▶ _Request_
Give back, unchanged, each line from the one containing "of the german" through the last line of the entries below.

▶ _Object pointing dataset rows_
- - - - -

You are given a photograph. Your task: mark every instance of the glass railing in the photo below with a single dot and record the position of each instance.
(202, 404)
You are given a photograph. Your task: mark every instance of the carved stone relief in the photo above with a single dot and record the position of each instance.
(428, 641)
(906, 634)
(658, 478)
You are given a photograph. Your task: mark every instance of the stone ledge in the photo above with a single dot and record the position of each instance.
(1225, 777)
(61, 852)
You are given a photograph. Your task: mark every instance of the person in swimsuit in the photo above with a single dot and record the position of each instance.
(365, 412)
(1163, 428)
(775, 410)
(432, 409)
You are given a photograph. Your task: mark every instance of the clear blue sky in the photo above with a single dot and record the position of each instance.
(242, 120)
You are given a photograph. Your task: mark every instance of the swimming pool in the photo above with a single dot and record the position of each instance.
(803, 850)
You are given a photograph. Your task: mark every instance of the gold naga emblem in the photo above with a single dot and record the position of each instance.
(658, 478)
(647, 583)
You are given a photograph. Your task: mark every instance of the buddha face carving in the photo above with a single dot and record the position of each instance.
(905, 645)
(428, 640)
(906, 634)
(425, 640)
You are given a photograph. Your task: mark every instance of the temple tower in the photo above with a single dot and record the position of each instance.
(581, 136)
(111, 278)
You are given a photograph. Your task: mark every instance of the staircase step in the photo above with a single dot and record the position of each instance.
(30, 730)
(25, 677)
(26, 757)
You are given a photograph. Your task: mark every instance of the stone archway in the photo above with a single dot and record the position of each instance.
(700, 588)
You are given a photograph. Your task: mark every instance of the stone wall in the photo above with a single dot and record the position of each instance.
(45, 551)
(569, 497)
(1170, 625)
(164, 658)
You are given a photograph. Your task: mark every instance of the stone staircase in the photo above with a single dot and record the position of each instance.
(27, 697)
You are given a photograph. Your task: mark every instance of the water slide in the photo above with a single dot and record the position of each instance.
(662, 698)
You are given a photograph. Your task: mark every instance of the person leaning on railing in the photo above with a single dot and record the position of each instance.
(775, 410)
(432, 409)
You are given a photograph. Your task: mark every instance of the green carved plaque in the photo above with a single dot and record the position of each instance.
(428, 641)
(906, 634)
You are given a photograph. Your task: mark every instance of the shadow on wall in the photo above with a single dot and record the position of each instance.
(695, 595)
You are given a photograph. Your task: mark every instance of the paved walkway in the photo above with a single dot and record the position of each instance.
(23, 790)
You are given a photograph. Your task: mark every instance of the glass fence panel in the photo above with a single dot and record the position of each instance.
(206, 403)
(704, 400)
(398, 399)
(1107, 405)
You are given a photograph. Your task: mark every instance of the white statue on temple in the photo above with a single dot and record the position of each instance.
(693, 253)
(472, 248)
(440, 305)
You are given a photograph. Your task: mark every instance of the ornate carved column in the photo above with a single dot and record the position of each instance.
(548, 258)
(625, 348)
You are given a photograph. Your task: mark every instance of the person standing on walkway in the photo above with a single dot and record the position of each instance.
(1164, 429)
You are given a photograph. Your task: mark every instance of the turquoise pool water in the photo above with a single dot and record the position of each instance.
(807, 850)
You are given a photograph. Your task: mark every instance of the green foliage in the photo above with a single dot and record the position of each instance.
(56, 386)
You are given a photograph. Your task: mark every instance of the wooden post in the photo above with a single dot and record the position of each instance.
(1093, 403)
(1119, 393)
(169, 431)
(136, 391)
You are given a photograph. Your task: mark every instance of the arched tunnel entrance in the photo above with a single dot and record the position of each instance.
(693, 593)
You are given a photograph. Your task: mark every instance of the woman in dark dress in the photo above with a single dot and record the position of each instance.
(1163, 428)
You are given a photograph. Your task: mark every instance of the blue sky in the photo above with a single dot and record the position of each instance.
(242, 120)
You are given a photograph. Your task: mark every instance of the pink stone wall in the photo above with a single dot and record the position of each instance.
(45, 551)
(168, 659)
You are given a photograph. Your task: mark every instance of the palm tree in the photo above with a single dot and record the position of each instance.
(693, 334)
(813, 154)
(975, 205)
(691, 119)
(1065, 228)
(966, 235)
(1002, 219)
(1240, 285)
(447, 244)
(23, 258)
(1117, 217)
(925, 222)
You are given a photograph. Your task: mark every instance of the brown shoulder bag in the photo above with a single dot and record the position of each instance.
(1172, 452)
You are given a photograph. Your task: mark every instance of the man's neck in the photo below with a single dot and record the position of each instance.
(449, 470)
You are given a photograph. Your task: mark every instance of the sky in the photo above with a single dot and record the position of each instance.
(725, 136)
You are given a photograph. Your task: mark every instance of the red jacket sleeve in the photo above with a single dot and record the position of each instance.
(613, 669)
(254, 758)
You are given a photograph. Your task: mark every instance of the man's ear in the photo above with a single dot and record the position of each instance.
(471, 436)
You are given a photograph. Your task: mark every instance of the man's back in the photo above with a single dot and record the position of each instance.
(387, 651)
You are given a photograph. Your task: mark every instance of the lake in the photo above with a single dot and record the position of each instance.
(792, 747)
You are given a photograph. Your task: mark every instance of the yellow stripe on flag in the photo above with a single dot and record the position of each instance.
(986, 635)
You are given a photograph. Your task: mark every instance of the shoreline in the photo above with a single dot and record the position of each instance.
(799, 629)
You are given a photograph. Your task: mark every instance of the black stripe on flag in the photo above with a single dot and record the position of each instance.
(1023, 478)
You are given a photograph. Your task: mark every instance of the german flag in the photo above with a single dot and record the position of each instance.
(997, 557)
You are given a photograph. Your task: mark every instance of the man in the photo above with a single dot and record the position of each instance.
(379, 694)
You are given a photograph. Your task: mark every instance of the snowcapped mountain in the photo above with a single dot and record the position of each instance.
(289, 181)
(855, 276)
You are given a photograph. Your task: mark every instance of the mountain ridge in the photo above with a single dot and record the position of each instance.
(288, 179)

- - - - -

▶ _Full answer_
You are given a photograph. Your task: mark every instance of the german flag in the photo above with a single dot and record the position of each instance.
(997, 557)
You are given a photograph. Your task: mark every instance of the man in the photo above with a single dot and record the position of each instance.
(379, 694)
You are given a photograph. Your task: mark every instance of the snowcapped mountain in the photo above with a single dot and record the position of each instance.
(289, 181)
(855, 276)
You are given a photograph. Your task: mark every instance of the mountain ridge in the photo above with a single dot and record the position of each instance.
(288, 179)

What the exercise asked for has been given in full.